(Object position labeling entries)

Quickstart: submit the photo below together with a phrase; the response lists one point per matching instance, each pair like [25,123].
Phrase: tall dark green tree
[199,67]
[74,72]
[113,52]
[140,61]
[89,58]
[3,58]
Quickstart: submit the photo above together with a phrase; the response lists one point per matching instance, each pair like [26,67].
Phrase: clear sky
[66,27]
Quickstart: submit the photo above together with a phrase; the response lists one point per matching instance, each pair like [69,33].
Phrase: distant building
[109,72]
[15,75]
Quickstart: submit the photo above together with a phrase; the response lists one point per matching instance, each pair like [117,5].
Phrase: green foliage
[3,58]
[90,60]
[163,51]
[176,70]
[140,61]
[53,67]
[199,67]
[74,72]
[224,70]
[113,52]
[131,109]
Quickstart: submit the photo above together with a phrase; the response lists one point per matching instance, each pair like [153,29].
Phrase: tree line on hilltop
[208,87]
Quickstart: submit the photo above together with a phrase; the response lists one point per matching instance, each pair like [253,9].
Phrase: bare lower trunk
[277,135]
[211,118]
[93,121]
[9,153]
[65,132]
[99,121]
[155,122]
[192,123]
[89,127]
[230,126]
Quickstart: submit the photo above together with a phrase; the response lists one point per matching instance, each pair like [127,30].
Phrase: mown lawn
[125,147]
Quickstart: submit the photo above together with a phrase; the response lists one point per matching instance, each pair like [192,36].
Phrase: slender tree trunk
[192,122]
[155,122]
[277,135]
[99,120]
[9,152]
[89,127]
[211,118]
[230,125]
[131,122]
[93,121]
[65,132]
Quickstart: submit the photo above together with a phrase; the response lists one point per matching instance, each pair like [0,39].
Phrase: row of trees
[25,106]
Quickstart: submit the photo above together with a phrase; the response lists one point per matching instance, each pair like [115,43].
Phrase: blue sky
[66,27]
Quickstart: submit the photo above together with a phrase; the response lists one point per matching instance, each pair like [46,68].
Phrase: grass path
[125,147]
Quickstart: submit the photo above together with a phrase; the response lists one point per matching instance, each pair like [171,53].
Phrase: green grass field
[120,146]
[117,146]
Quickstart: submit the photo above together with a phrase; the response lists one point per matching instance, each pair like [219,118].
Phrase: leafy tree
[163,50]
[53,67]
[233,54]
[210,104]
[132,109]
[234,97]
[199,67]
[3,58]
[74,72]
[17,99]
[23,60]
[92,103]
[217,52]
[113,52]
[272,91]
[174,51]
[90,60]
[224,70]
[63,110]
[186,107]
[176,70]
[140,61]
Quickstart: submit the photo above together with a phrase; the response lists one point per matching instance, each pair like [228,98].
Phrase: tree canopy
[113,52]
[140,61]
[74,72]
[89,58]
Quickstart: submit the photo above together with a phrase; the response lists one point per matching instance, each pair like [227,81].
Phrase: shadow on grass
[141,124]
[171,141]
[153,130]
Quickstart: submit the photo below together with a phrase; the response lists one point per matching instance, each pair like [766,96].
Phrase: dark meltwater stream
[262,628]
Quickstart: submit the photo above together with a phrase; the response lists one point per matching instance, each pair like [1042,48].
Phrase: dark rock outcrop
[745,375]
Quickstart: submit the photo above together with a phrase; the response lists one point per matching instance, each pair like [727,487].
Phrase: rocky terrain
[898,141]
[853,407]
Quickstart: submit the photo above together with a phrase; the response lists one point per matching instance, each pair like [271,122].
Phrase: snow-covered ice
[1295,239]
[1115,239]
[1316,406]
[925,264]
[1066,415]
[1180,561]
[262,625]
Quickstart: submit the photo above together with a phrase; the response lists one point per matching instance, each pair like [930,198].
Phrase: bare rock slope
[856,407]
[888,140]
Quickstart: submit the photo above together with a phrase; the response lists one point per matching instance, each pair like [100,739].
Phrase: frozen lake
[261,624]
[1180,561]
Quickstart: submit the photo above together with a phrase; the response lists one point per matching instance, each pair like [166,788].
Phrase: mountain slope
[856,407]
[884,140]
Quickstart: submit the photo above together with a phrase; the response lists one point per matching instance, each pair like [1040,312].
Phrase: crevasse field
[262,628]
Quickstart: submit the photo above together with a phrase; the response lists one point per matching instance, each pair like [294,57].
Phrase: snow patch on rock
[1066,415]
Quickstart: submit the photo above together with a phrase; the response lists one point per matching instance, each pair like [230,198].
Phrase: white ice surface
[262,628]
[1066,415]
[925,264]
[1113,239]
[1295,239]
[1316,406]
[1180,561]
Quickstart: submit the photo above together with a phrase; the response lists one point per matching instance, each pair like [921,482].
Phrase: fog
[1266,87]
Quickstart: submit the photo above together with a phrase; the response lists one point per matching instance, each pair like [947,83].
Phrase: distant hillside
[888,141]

- TASK TO COMPLETE
Copy all of the material above, line for line, without changing a single character.

- WORKED SOLUTION
Quickstart: submit the photo below together with a phrase; the response lists one point per matching instance, each pair like [25,123].
Phrase: tall dark green tree
[199,67]
[74,72]
[113,52]
[140,61]
[89,58]
[3,58]
Quickstart: submit the photo above together with a phrase; the response lists one point per matching instance, each pair like [26,67].
Phrase: clear sky
[66,27]
Quickstart: submit the photo above together with a phrase; the response lists one point per matching instance, each pair like [69,33].
Phrase: distant building
[109,72]
[15,75]
Quickstart: submit the photo above together with a phrase; the response lists one point per matching instance, each pair like [117,5].
Phrase: green foliage
[3,58]
[90,60]
[163,51]
[176,70]
[140,61]
[53,67]
[199,67]
[74,72]
[224,70]
[113,52]
[131,109]
Quickstart: submit the photo above together with a phrase; the response lists one point per matching instance, each pair like [153,29].
Phrase: tree line on hilltop
[208,87]
Quickstart: submit the photo above together with a phrase; the response lists one point per matching instance, each pair like [253,9].
Phrase: bare lower trunk
[277,135]
[211,118]
[93,121]
[9,153]
[65,132]
[99,121]
[155,122]
[192,123]
[89,127]
[230,126]
Quickstart: submit the photo above together with a phrase; the response lists one point per matching instance, each pair like [127,30].
Phrase: mown lawn
[125,147]
Quickstart: submit the photo above together with a phrase; the response lists one point per matching instance, each pair like [192,36].
Phrase: slender tree trunk
[192,122]
[155,122]
[277,135]
[99,120]
[9,152]
[89,127]
[211,118]
[230,125]
[131,122]
[93,121]
[65,132]
Quickstart: submit the photo above together with a phrase; the response lists one point per matching instance, each pair like [0,39].
Phrase: row of trees
[25,106]
Quickstart: submit the photo above together with a phrase; the response lists one point per matching instance, each pair like [115,43].
Phrase: blue sky
[66,27]
Quickstart: submit the photo above together with a phrase; the response lists one point per matching instance, each pair like [46,68].
Phrase: grass path
[125,147]
Quickstart: submit the photo above together with a phrase; the response lists one point per matching instance, each pair like [171,53].
Phrase: green grass field
[120,146]
[117,146]
Quickstart: submit the photo above together with a phrase; the response lists one point per matching instance, each pair like [219,118].
Phrase: leafy tree
[163,50]
[53,67]
[233,54]
[210,104]
[132,109]
[234,97]
[199,67]
[3,58]
[74,72]
[17,99]
[23,60]
[92,103]
[217,52]
[113,52]
[272,91]
[174,51]
[90,60]
[224,70]
[63,110]
[186,107]
[176,70]
[140,61]
Quickstart: submit the photo above together with a phrase; the response lists one point per matching instance, each pair like [228,98].
Phrase: tree canopy
[113,52]
[140,61]
[74,72]
[89,58]
Quickstart: submit the photo above together with a phrase; the response lists one point per matching instance, each pair like [227,81].
Phrase: shadow on grass
[141,124]
[171,141]
[153,130]
Quickstart: submit the photo below together with a phrase; the response lists one point per matching instance, each pair like [766,96].
Phrase: dark meltwater stream
[262,628]
Quickstart: submit the photo above together with a phrase; the response lists one point per matching instance, each pair like [1042,48].
Phrase: dark rock outcrop
[745,375]
Quickstart: submit the photo above together with a phrase; the response lists one point per matching instance, each pair like [727,487].
Phrase: rocky terrain
[898,141]
[853,407]
Quickstart: submit the photo above together with a phrase; the response lists one point per matching instance, each pair like [271,122].
Phrase: snow-covered ice
[1295,239]
[1115,239]
[1316,406]
[925,264]
[1066,415]
[1180,561]
[262,625]
Quickstart: submit the photo above together with a phrase; the response lists one point per matching instance, each pair like [930,198].
Phrase: bare rock slope
[856,407]
[888,140]
Quickstart: submit the photo above together with a phrase; the response lists one point per matching instance, each pair like [100,739].
Phrase: frozen lake
[261,624]
[1180,561]
Quickstart: submit the photo above together with a phrase; the response lists one point per matching instance, each pair like [166,788].
Phrase: mountain slope
[856,407]
[884,140]
Quickstart: submit the photo above together with a phrase; the response lists one point per matching instance, each pair like [1040,312].
Phrase: crevasse field
[262,628]
Quickstart: submit the photo above together with a phrase; the response lists one point per matching instance, each pair like [294,57].
Phrase: snow patch on rock
[1066,415]
Quickstart: submit the photo above together with a phrase; the response lists one point per matching instance, each pair like [230,198].
Phrase: white ice surface
[262,628]
[1066,415]
[925,264]
[1113,239]
[1295,239]
[1316,406]
[1180,561]
Quickstart: submit the photo above together with a phrase; the response lists one point per matching instance, each pair like [921,482].
Phrase: fog
[1266,87]
Quickstart: submit the photo above together with a phrase; the response lists one point per matching instance, each pair like [947,83].
Phrase: distant hillside
[888,141]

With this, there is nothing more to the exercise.